* WRITTEN TASK
Your task is to give the data again, exactly, with every line intact.

──────────

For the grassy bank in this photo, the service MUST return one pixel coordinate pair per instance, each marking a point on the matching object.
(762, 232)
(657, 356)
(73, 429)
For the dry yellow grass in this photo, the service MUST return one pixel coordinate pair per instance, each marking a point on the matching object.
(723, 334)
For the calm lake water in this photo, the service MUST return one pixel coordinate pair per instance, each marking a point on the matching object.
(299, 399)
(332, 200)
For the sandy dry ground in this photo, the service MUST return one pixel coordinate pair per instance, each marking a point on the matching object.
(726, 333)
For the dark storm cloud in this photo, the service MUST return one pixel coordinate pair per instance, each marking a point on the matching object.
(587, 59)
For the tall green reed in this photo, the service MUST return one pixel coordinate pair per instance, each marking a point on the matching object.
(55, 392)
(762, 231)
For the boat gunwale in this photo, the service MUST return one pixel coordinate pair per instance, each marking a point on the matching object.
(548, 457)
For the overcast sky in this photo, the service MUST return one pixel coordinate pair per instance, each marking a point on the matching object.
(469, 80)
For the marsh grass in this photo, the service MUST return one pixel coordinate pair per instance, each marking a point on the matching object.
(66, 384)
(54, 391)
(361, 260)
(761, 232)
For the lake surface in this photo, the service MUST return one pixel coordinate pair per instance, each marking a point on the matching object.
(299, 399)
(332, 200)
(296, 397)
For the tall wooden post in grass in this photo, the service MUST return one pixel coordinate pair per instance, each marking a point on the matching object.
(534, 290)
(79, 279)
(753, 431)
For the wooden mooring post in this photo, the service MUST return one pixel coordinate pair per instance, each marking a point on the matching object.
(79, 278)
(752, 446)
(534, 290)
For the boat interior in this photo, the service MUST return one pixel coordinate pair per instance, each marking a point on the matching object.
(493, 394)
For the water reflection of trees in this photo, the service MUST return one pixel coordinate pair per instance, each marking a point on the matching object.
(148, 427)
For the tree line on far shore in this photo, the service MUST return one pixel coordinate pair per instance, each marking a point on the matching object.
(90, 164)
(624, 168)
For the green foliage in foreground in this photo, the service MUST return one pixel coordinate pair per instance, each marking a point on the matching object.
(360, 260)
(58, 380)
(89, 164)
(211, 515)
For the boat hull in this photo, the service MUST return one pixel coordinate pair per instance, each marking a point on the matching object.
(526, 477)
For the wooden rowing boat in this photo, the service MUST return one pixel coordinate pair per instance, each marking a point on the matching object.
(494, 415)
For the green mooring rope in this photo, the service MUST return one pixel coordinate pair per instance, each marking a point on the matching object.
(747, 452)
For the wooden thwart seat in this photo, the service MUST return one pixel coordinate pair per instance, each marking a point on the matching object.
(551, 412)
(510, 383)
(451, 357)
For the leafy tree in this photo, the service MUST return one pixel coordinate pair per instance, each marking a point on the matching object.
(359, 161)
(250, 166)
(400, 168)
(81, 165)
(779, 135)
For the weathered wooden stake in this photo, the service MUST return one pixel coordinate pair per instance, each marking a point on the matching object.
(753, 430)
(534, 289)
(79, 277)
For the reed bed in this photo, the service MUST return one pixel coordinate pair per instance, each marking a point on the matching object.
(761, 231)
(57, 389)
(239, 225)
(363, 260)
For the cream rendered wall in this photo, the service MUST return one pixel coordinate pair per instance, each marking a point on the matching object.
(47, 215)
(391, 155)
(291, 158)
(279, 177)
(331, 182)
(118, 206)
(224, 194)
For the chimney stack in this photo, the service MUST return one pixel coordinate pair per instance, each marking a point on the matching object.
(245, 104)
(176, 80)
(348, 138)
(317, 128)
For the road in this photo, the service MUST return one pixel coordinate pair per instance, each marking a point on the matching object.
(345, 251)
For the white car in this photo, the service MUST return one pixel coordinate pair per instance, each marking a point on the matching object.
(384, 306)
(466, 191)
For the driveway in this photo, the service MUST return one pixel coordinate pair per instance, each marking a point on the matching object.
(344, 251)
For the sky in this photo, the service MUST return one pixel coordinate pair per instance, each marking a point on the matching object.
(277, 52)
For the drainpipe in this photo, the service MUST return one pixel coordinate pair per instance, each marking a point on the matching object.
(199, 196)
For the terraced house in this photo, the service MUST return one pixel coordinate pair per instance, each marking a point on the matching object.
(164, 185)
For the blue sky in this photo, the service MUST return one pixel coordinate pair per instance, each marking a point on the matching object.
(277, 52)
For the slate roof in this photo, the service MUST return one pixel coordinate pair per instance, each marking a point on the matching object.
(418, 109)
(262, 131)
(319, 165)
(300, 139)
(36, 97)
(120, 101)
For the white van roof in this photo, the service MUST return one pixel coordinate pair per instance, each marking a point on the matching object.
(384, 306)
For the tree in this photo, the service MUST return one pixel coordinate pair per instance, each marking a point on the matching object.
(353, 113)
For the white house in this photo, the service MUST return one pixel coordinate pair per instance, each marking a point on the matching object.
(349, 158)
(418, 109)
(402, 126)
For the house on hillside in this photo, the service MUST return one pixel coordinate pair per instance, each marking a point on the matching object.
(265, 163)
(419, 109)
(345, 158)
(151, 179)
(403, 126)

──────────

* SOLUTION BELOW
For the grassy bank in this photo, the service MUST return one pixel coordinate pair per instance, each marking a point on the matching object.
(762, 232)
(657, 356)
(73, 429)
For the dry yellow grass in this photo, the service MUST return one pixel coordinate pair per instance, each marking a point on the matching object.
(723, 334)
For the calm lake water in this photo, the service MUST return one pixel coordinate pair per instance, each marking a point on the matching object.
(299, 399)
(332, 200)
For the sandy dry ground in this photo, the service MUST return one pixel coordinate pair per instance, each marking a point on the matching object.
(726, 333)
For the dark storm cloud in this photo, the service MUST return one pixel coordinate pair per instance, each marking a point on the matching object.
(587, 59)
For the tall green reed in this photo, the service MUST return one pixel coordinate pair per instance, each marking a point on the matching object.
(55, 392)
(762, 231)
For the boat gunwale in this photo, the service MUST return one pixel coordinate pair per instance, each marking a point on the matching object.
(548, 457)
For the overcast sky in this photo, the service MUST return one pixel coordinate pair per instance, each marking a point on the matching object.
(469, 80)
For the marsh grass in this photo, the service MUST return one pixel coordinate pair per instance, each marking a point on the matching object.
(66, 384)
(54, 391)
(361, 260)
(761, 232)
For the lake surface in this photo, the service MUST return one pixel coordinate pair per instance, each marking a point on the matching object.
(299, 399)
(332, 200)
(296, 397)
For the tall wooden post in grass in this photo, the service MUST return one pixel coordinate pair per instance, each marking a point on the matching object.
(534, 290)
(79, 279)
(753, 431)
For the wooden mooring post in this photo, the service MUST return one pixel coordinate pair per instance, each marking a point on the matching object.
(79, 278)
(752, 446)
(534, 290)
For the boat interior in this photo, the service MUST return one pixel coordinate pair per instance, each marking a point on the matching object.
(493, 394)
For the water reflection of trees in this photo, the service MUST return one pixel coordinate pair per instance, each marking a point on the matching object.
(148, 427)
For the tree line on far shore in this photo, the service MUST return one pixel coordinate pair per instance, each marking a point on the matching object.
(90, 164)
(624, 168)
For the green foliage in foreground in this photo, the service MUST return one pixel coordinate pair per instance, each marking a point on the matching object.
(360, 260)
(58, 380)
(89, 164)
(211, 515)
For the boat hull in this photo, the service MUST return one pixel coordinate pair per instance, each marking a point on the matching object.
(526, 477)
For the wooden rowing boat in this photo, the service MUST return one pixel coordinate pair per instance, each marking a point on the matching object.
(494, 415)
For the green mooring rope in this photo, the service MUST return one pixel coordinate pair per instance, each marking a point on the matching object.
(747, 452)
For the wooden thwart seat in this photo, the service MUST return one pixel coordinate pair per instance, each marking a point on the matching object.
(551, 412)
(510, 383)
(451, 357)
For the leafy tree in this photo, the service MUST return one pixel coordinate pair per instance, each marking a point on the matching object.
(359, 161)
(250, 166)
(400, 168)
(81, 165)
(779, 135)
For the weathered wooden stake in this photo, the service MUST return one pixel coordinate pair per instance, each marking a point on the matching object.
(753, 430)
(534, 289)
(79, 277)
For the reed bed in this photo, the service MUST return one pixel coordinate pair per instance, each marking a point on the matching object.
(761, 231)
(57, 389)
(239, 225)
(363, 260)
For the cream rendered wall in this photo, the service MUST return one pixel coordinate pair per instance, each marking a point on the matching object.
(47, 215)
(391, 155)
(291, 158)
(279, 177)
(331, 182)
(118, 206)
(224, 194)
For the chimney stack in this photo, the service MUST return one pixel coordinate pair per instance, each marking a point on the matching object.
(245, 104)
(176, 80)
(348, 138)
(317, 128)
For the road in this photo, the service MUST return one pixel coordinate pair per instance, each marking a point on the matching object.
(345, 251)
For the white car in this photo, the service MUST return one pixel coordinate pair per instance, each marking a point on the matching object.
(384, 306)
(466, 191)
For the driveway in this photo, the service MUST return one pixel coordinate pair per instance, each marking a point on the matching object.
(344, 251)
For the sky in this photo, the service MUST return one pixel coordinate pair per instance, each marking a point on the matching object.
(277, 52)
For the drainpipe in this photo, the service MUST return one pixel coordinate pair per instance, each marking a point on the matching object.
(199, 196)
For the terraced house in this photo, the service MUST return one pixel coordinate pair per instance, each marking a point on the matching object.
(164, 185)
For the blue sky in this photo, the service MUST return one pixel coordinate pair per instance, each marking a point on the matching object.
(277, 52)
For the slate roof in this photo, the service MUST return one pixel coordinate pair per instance, each marking a point on the matching object.
(418, 109)
(262, 131)
(319, 165)
(300, 139)
(36, 97)
(120, 101)
For the white van roof in this photo, the service MUST return one pixel coordinate pair per instance, each marking a point on the matching object.
(384, 306)
For the tree in this photo, the service MUST return one pixel coordinate pair per instance, each marking a point on the matching object.
(353, 113)
For the white house in this photo, the service MUST return one pixel coordinate pair per instance, each marking a point on the matching object.
(349, 158)
(418, 109)
(402, 126)
For the house on hillside in this photo, the service MUST return one pixel coordinate pair per instance, each marking a point on the matching object.
(265, 163)
(419, 109)
(345, 158)
(151, 179)
(403, 126)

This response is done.